Stored rows »
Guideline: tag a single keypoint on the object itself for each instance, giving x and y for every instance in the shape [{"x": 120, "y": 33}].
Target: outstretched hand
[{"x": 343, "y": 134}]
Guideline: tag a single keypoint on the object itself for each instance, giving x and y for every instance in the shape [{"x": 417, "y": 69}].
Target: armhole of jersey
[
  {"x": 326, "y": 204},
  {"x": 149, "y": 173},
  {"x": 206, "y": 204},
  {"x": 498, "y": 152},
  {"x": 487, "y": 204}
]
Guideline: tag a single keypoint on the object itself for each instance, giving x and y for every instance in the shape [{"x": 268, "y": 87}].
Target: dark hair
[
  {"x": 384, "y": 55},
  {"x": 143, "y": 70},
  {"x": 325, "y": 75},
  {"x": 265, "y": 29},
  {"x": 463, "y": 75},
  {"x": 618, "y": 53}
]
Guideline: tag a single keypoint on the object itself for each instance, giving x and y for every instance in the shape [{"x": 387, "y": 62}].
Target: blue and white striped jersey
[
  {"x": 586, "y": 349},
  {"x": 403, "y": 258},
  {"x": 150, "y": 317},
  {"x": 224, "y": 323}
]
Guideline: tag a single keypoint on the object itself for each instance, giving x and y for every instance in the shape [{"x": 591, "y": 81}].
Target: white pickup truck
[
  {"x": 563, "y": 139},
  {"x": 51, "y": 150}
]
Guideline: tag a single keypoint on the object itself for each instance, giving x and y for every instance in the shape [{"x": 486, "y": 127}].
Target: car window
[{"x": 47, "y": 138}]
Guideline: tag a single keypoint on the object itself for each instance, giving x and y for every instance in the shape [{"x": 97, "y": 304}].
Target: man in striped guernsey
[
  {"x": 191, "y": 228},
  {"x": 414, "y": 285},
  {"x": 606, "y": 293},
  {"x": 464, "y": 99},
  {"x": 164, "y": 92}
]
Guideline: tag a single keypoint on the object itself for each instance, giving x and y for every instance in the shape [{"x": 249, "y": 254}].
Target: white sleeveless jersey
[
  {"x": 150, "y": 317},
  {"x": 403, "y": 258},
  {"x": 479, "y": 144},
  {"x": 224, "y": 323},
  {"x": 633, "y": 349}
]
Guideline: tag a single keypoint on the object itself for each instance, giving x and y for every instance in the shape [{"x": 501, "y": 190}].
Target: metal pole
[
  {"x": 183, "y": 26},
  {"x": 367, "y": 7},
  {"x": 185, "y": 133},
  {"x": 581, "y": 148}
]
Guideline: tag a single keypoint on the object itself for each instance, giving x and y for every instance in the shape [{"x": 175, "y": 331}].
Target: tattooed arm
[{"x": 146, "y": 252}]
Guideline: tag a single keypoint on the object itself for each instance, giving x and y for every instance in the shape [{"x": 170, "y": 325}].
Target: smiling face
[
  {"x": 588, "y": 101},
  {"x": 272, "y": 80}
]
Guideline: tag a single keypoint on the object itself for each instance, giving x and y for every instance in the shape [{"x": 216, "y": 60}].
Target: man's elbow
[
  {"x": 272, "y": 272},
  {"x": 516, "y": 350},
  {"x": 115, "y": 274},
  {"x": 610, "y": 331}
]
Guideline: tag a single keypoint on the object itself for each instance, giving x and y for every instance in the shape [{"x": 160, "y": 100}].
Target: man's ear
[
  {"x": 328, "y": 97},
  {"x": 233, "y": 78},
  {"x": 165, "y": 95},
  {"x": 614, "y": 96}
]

Exercise requirements » Please repeat the material above, word for word and in full.

Reply to the exercise »
Guideline: tag a single keypoint on the object itself for each instance, giving x and y for every instance in the shape [{"x": 120, "y": 33}].
Target: outstretched hand
[{"x": 343, "y": 134}]
Guideline: tag a single keypoint on the object itself for each instance, giving x and y for every instance in the shape [{"x": 417, "y": 69}].
Target: armhole of jersey
[
  {"x": 326, "y": 204},
  {"x": 149, "y": 173},
  {"x": 206, "y": 204},
  {"x": 498, "y": 152},
  {"x": 487, "y": 204}
]
Guideline: tag a single keypoint on the object itself for each instance, giving x and y for every instance in the shape [{"x": 268, "y": 87}].
Target: dark hair
[
  {"x": 384, "y": 55},
  {"x": 143, "y": 70},
  {"x": 325, "y": 75},
  {"x": 265, "y": 29},
  {"x": 463, "y": 75},
  {"x": 618, "y": 53}
]
Guideline: tag a single keypoint on the object itself for each instance, giving x and y for every instance in the shape [{"x": 387, "y": 62}].
Target: blue and white striped jersey
[
  {"x": 586, "y": 349},
  {"x": 403, "y": 258},
  {"x": 150, "y": 317},
  {"x": 224, "y": 323}
]
Guideline: tag a single keypoint on the object itself for each instance, giving x and y for every instance in the shape [{"x": 591, "y": 81}].
Target: white pickup truck
[
  {"x": 563, "y": 139},
  {"x": 51, "y": 150}
]
Guideline: tag a single keypoint on the object itself for each instance, giving x and y for every instance in the shape [{"x": 486, "y": 127}].
Target: car window
[{"x": 47, "y": 138}]
Guideline: tag a single keypoint on the object itself for each instance, giving x and y for every instance in the shape [{"x": 97, "y": 304}].
Target: man in striped guernsey
[
  {"x": 191, "y": 228},
  {"x": 414, "y": 285},
  {"x": 606, "y": 293},
  {"x": 464, "y": 99},
  {"x": 164, "y": 92}
]
Guideline: tag a single keypoint on the object itself for each instance, giving x and y for every instance in the shape [{"x": 249, "y": 254}].
Target: white sleeveless jersey
[
  {"x": 150, "y": 317},
  {"x": 403, "y": 258},
  {"x": 479, "y": 144},
  {"x": 224, "y": 323},
  {"x": 633, "y": 349}
]
Guideline: tag a single keypoint on the object itself for each instance, giving x and y for every instance in the shape [{"x": 501, "y": 190}].
Target: metal pole
[
  {"x": 183, "y": 26},
  {"x": 367, "y": 7},
  {"x": 185, "y": 133},
  {"x": 581, "y": 148}
]
Guideline: tag a single keypoint on the object itself for each instance, giving x and y for every instance in the shape [{"x": 175, "y": 331}].
Target: tattooed arm
[{"x": 146, "y": 252}]
Guideline: tag a single keypoint on the object itself for each instance, giving x and y for every instance in the shape [{"x": 170, "y": 325}].
Target: smiling face
[
  {"x": 588, "y": 101},
  {"x": 272, "y": 80}
]
Guideline: tag a single keypoint on the object itself for each instance, giving x and y for every instance in the shape [{"x": 216, "y": 60}].
Target: man's elbow
[
  {"x": 272, "y": 272},
  {"x": 516, "y": 350},
  {"x": 115, "y": 274},
  {"x": 610, "y": 331}
]
Guideline: tag a single keypoint on the object itself for each instance, giving x and y for every instance in the shape [{"x": 160, "y": 100}].
Target: man's ear
[
  {"x": 328, "y": 97},
  {"x": 233, "y": 78},
  {"x": 165, "y": 95},
  {"x": 614, "y": 96}
]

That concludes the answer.